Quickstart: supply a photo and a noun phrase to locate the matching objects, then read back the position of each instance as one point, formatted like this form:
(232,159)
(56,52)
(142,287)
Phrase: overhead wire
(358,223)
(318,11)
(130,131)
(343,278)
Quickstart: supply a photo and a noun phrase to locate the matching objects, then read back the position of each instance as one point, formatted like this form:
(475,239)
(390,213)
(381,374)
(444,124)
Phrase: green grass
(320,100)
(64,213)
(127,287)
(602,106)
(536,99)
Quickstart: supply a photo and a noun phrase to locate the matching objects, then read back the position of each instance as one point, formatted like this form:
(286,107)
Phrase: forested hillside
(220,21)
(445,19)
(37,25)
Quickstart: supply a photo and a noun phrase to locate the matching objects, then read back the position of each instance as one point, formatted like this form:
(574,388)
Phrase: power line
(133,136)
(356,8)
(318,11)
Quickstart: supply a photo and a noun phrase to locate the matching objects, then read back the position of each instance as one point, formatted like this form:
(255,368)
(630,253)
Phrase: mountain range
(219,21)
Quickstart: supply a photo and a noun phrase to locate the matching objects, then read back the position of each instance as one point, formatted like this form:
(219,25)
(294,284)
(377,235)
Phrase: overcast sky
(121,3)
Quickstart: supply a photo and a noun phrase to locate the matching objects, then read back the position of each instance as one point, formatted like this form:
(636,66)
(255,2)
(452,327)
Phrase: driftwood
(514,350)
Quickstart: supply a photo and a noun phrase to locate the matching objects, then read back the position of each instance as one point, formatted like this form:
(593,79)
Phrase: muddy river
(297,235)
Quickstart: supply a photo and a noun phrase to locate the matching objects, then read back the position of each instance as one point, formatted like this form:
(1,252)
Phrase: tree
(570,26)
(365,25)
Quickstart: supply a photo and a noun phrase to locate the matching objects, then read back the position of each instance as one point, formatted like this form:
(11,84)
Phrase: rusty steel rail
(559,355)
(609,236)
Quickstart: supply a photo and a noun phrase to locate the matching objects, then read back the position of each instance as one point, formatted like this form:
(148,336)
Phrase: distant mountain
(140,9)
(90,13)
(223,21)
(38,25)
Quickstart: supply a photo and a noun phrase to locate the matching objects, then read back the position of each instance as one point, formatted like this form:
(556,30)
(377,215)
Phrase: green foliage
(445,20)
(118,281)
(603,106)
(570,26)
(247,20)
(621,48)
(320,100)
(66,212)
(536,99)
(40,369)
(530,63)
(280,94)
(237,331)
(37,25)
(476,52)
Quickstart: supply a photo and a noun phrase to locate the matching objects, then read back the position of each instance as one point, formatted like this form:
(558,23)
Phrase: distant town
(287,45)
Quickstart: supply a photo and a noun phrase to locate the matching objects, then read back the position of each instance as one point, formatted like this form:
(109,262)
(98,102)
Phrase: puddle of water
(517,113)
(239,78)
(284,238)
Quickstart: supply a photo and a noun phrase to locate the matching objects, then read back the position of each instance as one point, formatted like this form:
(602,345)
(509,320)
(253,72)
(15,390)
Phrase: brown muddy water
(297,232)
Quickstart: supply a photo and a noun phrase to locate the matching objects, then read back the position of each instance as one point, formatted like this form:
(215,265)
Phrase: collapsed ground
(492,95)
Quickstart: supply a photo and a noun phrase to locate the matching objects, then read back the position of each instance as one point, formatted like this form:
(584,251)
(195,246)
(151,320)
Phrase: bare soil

* * * *

- **TO DO**
Please return the data above in full, without altering a single line.

- **OUTPUT FOR THIS EXERCISE**
Quickstart: supply a photo and a noun phrase to locate the matching objects, then read back the position of each instance as one point, formatted like this form:
(232,159)
(56,52)
(142,287)
Phrase: overhead wire
(358,223)
(318,11)
(130,131)
(343,278)
Quickstart: supply a photo and a noun phrase to locate the matching objects, then read back the position of each instance as one point, formatted like this form:
(475,239)
(390,213)
(381,374)
(444,124)
Phrase: green grass
(320,100)
(64,213)
(127,287)
(602,106)
(536,99)
Quickstart: supply a photo and a noun phrase to locate the matching objects, then read back the position of each instance as one point, formatted like this form:
(286,107)
Phrase: forested hillside
(220,21)
(445,19)
(37,25)
Quickstart: supply a photo and a noun phrase to locate the matching objects, then read back the position of each instance as one point, formatted like this form:
(574,388)
Phrase: power line
(133,136)
(356,8)
(318,11)
Quickstart: supply a photo and a noun phrase to locate the matching objects, then read back the position of each instance as one point, formatted like this form:
(255,368)
(630,253)
Phrase: mountain range
(219,21)
Quickstart: supply a photo and a noun phrase to locate the matching objects, then read back the position of each instance as one point, formatted like this form:
(219,25)
(294,284)
(377,235)
Phrase: overcast sky
(121,3)
Quickstart: supply a photo and a noun phrase to locate the matching objects, then read back the position of each instance as one point, formatted like this form:
(636,66)
(255,2)
(452,327)
Phrase: driftwood
(514,350)
Quickstart: supply a photo and a noun phrase to locate the matching objects, then read back the position of each instance as one point, formatted like this form:
(593,79)
Phrase: muddy river
(297,235)
Quickstart: supply a photo and a noun phrase to locate the matching objects, then read back the position of each instance as one point, formatted like this form:
(1,252)
Phrase: tree
(570,26)
(365,25)
Quickstart: supply a photo and a noun phrase to locate the matching objects, then read back the position of each instance as one point, formatted like this form:
(11,84)
Phrase: rusty steel rail
(559,355)
(609,236)
Quickstart: supply a photo and a noun phrase to locate the matching objects, then read back the position of each instance as one point, formatted like this form:
(148,336)
Phrase: distant mountain
(140,9)
(90,13)
(223,21)
(38,25)
Quickstart: supply a photo and a noun phrase to locate the matching objects, then read back the position of each instance as one point, formatted like this form:
(556,30)
(377,215)
Phrase: green foliage
(445,20)
(118,281)
(603,106)
(570,26)
(247,20)
(621,48)
(320,100)
(66,212)
(536,99)
(40,369)
(530,63)
(280,94)
(237,331)
(37,25)
(476,52)
Quickstart: supply a photo and a noun phrase to locate the matching objects, then read back the position of each instance as one point, formatted like this form:
(558,23)
Phrase: distant town
(287,45)
Quickstart: supply a photo and a noun phrase to locate the matching objects, then read back the position of each instance as one point, formatted like this form:
(109,262)
(98,102)
Phrase: puddle of water
(517,113)
(239,78)
(284,238)
Quickstart: supply a photo and a noun phrase to locate the matching objects, then read back the position of each instance as one point, formatted like this form:
(602,345)
(509,320)
(253,72)
(15,390)
Phrase: brown muddy water
(297,232)
Quickstart: supply a photo and a noun phrase to locate the matching objects, then read back the position of each instance as one point, formatted like this form:
(215,265)
Phrase: collapsed ground
(492,95)
Quickstart: supply a photo and a noun phrase to locate the matching objects, then read back the position of each instance as one point, formatted like this form:
(584,251)
(195,246)
(151,320)
Phrase: bare soil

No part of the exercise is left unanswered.